练习任务:
1. 请把阅读文本中的英文句子“Persist this RDD with the default storage level (`MEMORY_ONLY`).”译成中文。
2. 续写关于 Spark cache 与 persist 源码跟踪的文本，从它停下的地方接着写。

──────── 阅读文本 ────────

二，Spark cache，persist源码跟踪。

2.1，缓存运行关键日志


21/12/19 10:02:25 INFO WordCount: ---log1---(2) MapPartitionsRDD[1] at map at WordCount.scala:17 [Memory Deserialized 1x Replicated]
 |  ParallelCollectionRDD[0] at parallelize at WordCount.scala:16 [Memory Deserialized 1x Replicated]
21/12/19 10:02:25 INFO WordCount: ---log2---(2) ShuffledRDD[2] at reduceByKey at WordCount.scala:23 []
  -(2) MapPartitionsRDD[1] at map at WordCount.scala:17 []
    |  ParallelCollectionRDD[0] at parallelize at 
--------map----------
--------map----------
--------map----------
--------map----------
--------map----------
--------map----------
--------map----------

21/12/19 10:02:27 INFO WordCount: 4:2
21/12/19 10:02:27 INFO WordCount: 2:1
21/12/19 10:02:27 INFO WordCount: 1:2
21/12/19 10:02:27 INFO WordCount: 3:1
21/12/19 10:02:27 INFO WordCount: 5:1
21/12/19 10:02:27 INFO WordCount:    log3   (2) MapPartitionsRDD[1] at map at WordCount.scala:17 [Memory Deserialized 1x Replicated]
 |       CachedPartitions: 2; MemorySize: 288.0 B; ExternalBlockStoreSize: 0.0 B; DiskSize: 0.0 B
 |  ParallelCollectionRDD[0] at parallelize at WordCount.scala:16 [Memory Deserialized 1x Replicated]
21/12/19 10:02:27 INFO WordCount:    log4   (2) ShuffledRDD[2] at reduceByKey at WordCount.scala:23 []
  -(2) MapPartitionsRDD[1] at map at WordCount.scala:17 []
    |      CachedPartitions: 2; MemorySize: 288.0 B; ExternalBlockStoreSize: 0.0 B; DiskSize: 0.0 B
    |  ParallelCollectionRDD[0] at parallelize at WordCount.scala:16 []
---log5---
org.apache.spark.rdd.MapPartitionsRDD
org.apache.spark.rdd.ParallelCollectionRDD
---log6---
org.apache.spark.rdd.ShuffledRDD
org.apache.spark.rdd.MapPartitionsRDD
org.apache.spark.rdd.ParallelCollectionRDD

2.2,注册需要缓存的RDD

/**
 * Persist this RDD with the default storage level (`MEMORY_ONLY`).

──────── 所给资料 ────────

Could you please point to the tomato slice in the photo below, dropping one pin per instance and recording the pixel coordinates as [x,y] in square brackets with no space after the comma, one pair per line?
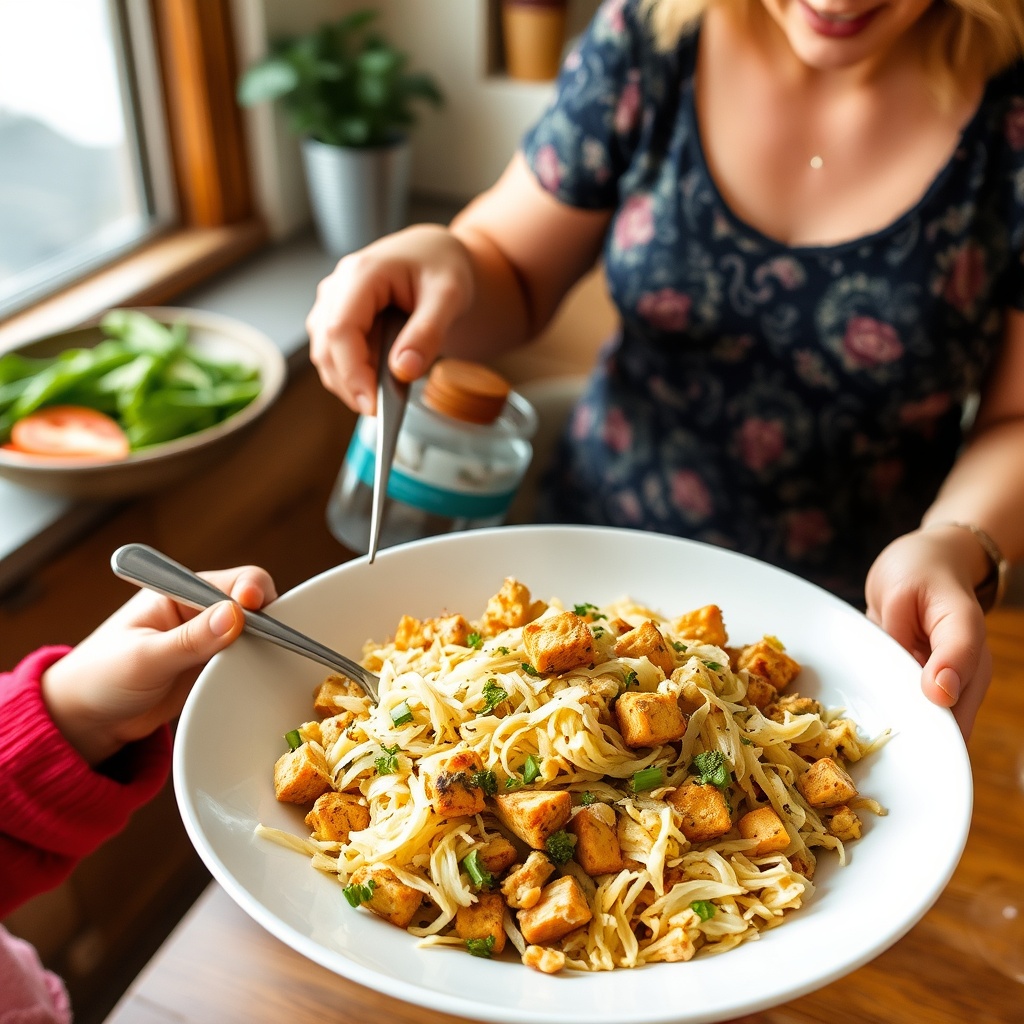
[71,432]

────────

各题答案:
1. 以默认存储级别（`MEMORY_ONLY`）持久化此 RDD。

2.
 */
def persist(): this.type = persist(StorageLevel.MEMORY_ONLY)

/**
 * Persist this RDD with the default storage level (`MEMORY_ONLY`).
 */
def cache(): this.type = persist()

cache其实就是存储级别为MEMORY_ONLY的persist。

/**
 * Set this RDD's storage level to persist its values across operations after the first time
 * it is computed. This can only be used to assign a new storage level if the RDD does not
 * have a storage level set yet. Local checkpointing is an exception.
 */
def persist(newLevel: StorageLevel): this.type = {
  if (isLocallyCheckpointed) {
    // This means the user previously called localCheckpoint(), which should have already
    // marked this RDD for persisting. Here we should override the old storage level with
    // one that is explicitly requested by the user (after adapting it to use disk).
    persist(LocalRDDCheckpointData.transformStorageLevel(newLevel), allowOverride = true)
  } else {
    persist(newLevel, allowOverride = false)
  }
}

先不关注Checkpoint的情况，查看persist(newLevel: StorageLevel, allowOverride: Boolean): this.type 方法
RDD.scala

private var storageLevel: StorageLevel = StorageLevel.NONE


/**
 * Mark this RDD for persisting using the specified level.
 *
 * @param newLevel the target storage level
 * @param allowOverride whether to override any existing level with the new one
 */
private def persist(newLevel: StorageLevel, allowOverride: Boolean): this.type = {
  // TODO: Handle changes of StorageLevel
  if (storageLevel != StorageLevel.NONE && newLevel != storageLevel && !allowOverride) {
    throw new UnsupportedOperationException(
      "Cannot change storage level of an RDD after it was already assigned a level")
  }
  // If this is the first time this RDD is marked for persisting, register it
  // with the SparkContext for cleanups and accounting. Do this only once.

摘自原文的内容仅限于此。